- _Dataset rows_
:::::

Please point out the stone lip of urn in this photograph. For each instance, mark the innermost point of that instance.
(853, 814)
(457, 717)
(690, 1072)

:::::

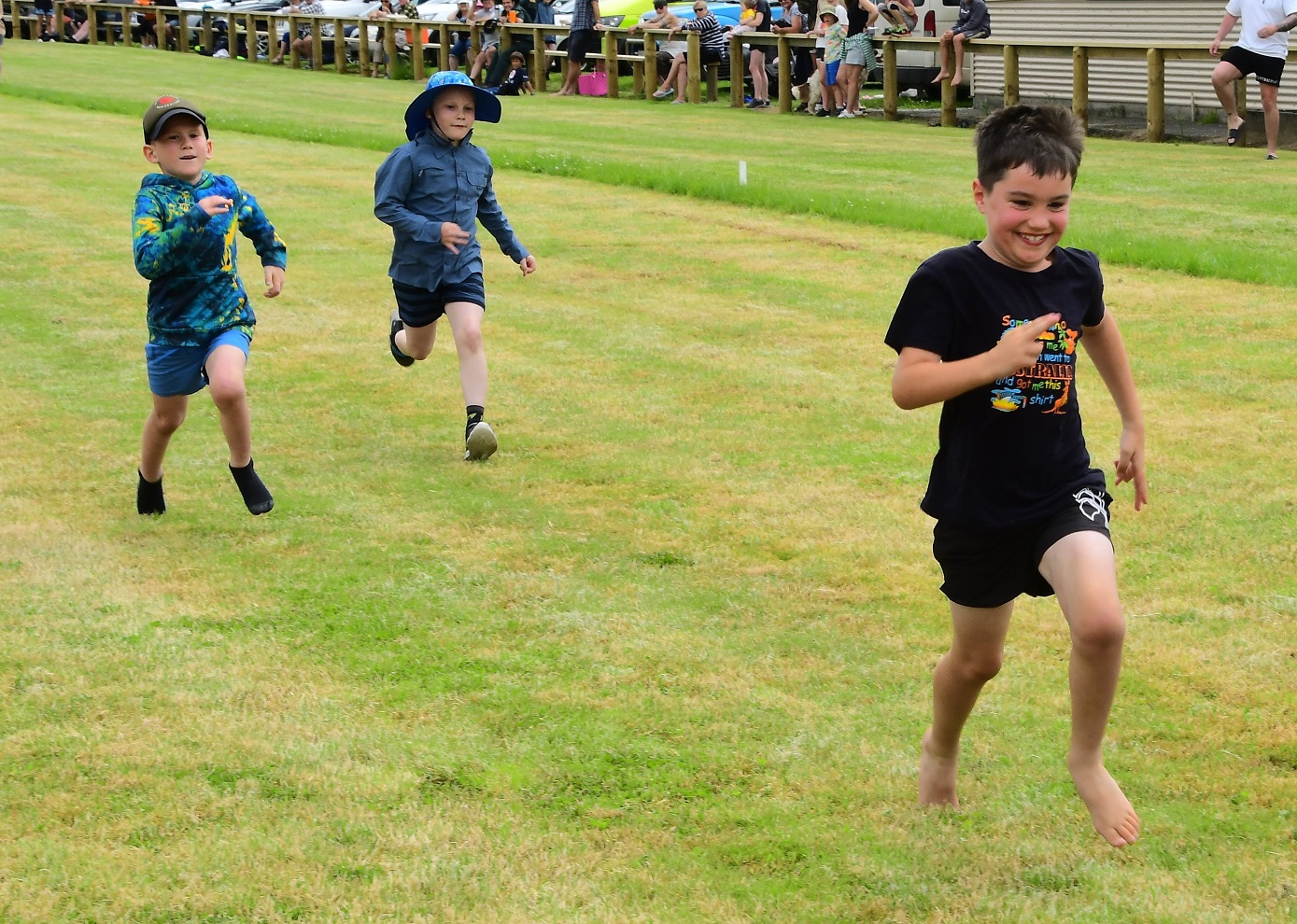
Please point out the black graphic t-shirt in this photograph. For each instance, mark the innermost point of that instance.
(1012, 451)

:::::

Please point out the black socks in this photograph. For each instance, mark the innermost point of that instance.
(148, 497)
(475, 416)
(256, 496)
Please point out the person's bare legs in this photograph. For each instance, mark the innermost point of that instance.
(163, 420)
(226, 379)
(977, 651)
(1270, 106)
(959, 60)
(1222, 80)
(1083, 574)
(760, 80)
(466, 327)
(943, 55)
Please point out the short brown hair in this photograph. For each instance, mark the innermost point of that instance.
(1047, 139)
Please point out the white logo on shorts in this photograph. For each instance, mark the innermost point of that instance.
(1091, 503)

:::::

- _Your task_
Starting at the line that contains "Please point out the black socks" and ending with the line that contains "(1091, 503)", render those items as a two-column CSV with columns "text" and "points". Give one row per item, with each value in a single quoted field and any line breaks replaced by spaces.

- _Solved exercise_
text,points
"Please point out the black socks in this photograph. For each instance, mark the innermost point of that instance.","(148, 497) (475, 416) (256, 496)"
"Please point out the person's bare legs in this photograph. For each instance, mark the innermost point of that instance.","(163, 420) (226, 379) (977, 651) (1270, 106) (959, 60) (1222, 80) (1083, 574) (760, 80) (466, 327) (943, 55)"
"Please point out the short brown hair in this photograph. For each instance, mark the innermost point of that instance.","(1047, 139)"
"Please point out the white logo on shorts in this photograph. For each instance, mark the innermost point of that instance.","(1091, 503)"